=== Exercise description ===
In the data below, find the line that contains "Query: smiling face" and the line that contains "Note: for every instance of the shoulder, put". Copy both, plus every line between them, exactly.

[[ Provided data open ]]

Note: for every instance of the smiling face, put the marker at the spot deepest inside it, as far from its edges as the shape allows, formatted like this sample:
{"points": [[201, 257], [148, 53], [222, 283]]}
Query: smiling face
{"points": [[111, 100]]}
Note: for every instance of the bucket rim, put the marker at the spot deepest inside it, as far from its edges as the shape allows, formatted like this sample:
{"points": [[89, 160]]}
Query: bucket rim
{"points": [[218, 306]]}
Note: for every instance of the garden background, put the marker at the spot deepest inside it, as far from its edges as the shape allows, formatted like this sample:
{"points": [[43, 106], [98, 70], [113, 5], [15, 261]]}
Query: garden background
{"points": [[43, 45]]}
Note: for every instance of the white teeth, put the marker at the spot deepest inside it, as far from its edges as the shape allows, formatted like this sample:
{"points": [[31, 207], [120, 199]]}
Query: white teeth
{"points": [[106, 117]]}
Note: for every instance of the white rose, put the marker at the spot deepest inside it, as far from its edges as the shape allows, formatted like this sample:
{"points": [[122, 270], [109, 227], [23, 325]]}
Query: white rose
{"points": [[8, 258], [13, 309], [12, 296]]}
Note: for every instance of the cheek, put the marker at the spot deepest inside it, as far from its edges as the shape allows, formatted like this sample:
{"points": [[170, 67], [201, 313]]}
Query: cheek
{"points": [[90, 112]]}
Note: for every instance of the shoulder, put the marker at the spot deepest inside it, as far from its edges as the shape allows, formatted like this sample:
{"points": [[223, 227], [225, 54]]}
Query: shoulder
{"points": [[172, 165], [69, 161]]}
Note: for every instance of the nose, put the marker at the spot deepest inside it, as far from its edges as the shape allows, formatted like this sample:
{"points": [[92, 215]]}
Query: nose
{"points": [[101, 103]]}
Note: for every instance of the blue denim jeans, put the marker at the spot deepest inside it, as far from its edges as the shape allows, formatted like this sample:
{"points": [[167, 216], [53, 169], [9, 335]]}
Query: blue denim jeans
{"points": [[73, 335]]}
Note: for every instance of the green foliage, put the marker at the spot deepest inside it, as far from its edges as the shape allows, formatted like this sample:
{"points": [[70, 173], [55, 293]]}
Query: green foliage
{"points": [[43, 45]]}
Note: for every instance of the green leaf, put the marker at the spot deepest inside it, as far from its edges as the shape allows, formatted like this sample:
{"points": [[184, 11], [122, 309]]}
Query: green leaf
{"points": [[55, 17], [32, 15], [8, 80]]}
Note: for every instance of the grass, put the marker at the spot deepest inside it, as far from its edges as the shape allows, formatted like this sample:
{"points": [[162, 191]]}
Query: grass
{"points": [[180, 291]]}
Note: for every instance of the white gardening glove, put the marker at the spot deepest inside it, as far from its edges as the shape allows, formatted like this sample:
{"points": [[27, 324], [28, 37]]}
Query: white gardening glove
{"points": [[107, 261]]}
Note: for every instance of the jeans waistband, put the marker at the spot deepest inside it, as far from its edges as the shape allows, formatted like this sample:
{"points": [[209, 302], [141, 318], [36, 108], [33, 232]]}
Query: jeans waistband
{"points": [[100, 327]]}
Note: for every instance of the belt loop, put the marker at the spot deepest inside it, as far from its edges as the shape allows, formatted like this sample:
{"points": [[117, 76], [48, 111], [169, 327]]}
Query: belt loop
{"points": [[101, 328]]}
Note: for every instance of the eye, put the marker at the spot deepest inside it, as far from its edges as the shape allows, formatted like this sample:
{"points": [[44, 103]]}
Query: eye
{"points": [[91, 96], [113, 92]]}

[[ Provided data closed ]]
[[ Provided data open ]]

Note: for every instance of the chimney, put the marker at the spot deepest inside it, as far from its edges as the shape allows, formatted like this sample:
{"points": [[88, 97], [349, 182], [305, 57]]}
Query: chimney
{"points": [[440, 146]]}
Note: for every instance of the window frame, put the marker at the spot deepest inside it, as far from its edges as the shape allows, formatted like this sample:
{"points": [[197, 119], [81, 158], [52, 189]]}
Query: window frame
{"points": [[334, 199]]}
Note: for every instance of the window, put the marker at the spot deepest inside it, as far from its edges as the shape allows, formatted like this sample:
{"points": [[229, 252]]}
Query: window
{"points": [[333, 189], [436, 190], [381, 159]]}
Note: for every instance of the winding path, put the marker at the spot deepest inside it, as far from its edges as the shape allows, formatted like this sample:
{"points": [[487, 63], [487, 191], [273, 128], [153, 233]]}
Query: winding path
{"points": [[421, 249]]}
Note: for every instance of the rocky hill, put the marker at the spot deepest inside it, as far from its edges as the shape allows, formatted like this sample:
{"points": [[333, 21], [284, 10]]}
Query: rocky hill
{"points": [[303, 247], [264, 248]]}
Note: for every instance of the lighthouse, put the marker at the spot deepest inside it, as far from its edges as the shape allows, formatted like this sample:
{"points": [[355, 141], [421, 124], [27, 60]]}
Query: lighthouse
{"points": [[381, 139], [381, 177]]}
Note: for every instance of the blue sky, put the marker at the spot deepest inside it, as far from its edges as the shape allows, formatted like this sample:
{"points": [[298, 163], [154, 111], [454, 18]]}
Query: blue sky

[[ Provided data closed ]]

=== Exercise answer ===
Query: smiling face
{"points": [[111, 100]]}
Note: for every instance of the bucket rim, put the marker at the spot deepest inside it, as far from its edges as the shape allows, formatted like this sample:
{"points": [[89, 160]]}
Query: bucket rim
{"points": [[218, 306]]}
Note: for every instance of the garden background, put the marker at the spot deepest inside it, as far from its edges as the shape allows, formatted like this sample:
{"points": [[43, 106], [98, 70], [113, 5], [15, 261]]}
Query: garden background
{"points": [[43, 45]]}
Note: for every instance of the white teeth, put the marker at the spot deepest inside it, as far from its edges as the shape allows, formatted like this sample:
{"points": [[31, 207], [120, 199]]}
Query: white teeth
{"points": [[106, 117]]}
Note: for every instance of the white rose, put the marker at the spot deepest inside it, as far from its edges as the shape allows, formatted like this sample:
{"points": [[122, 270], [109, 227], [23, 325]]}
Query: white rose
{"points": [[8, 258], [13, 309], [12, 296]]}
Note: for every instance of the cheek, put the marker at the spot deepest inside it, as far from its edges as the shape allows, formatted like this sample:
{"points": [[170, 67], [201, 313]]}
Query: cheek
{"points": [[90, 112]]}
Note: for every instance of the shoulder, put the marker at the spot deepest inside it, as far from its edges as the shape allows, formatted like this sample:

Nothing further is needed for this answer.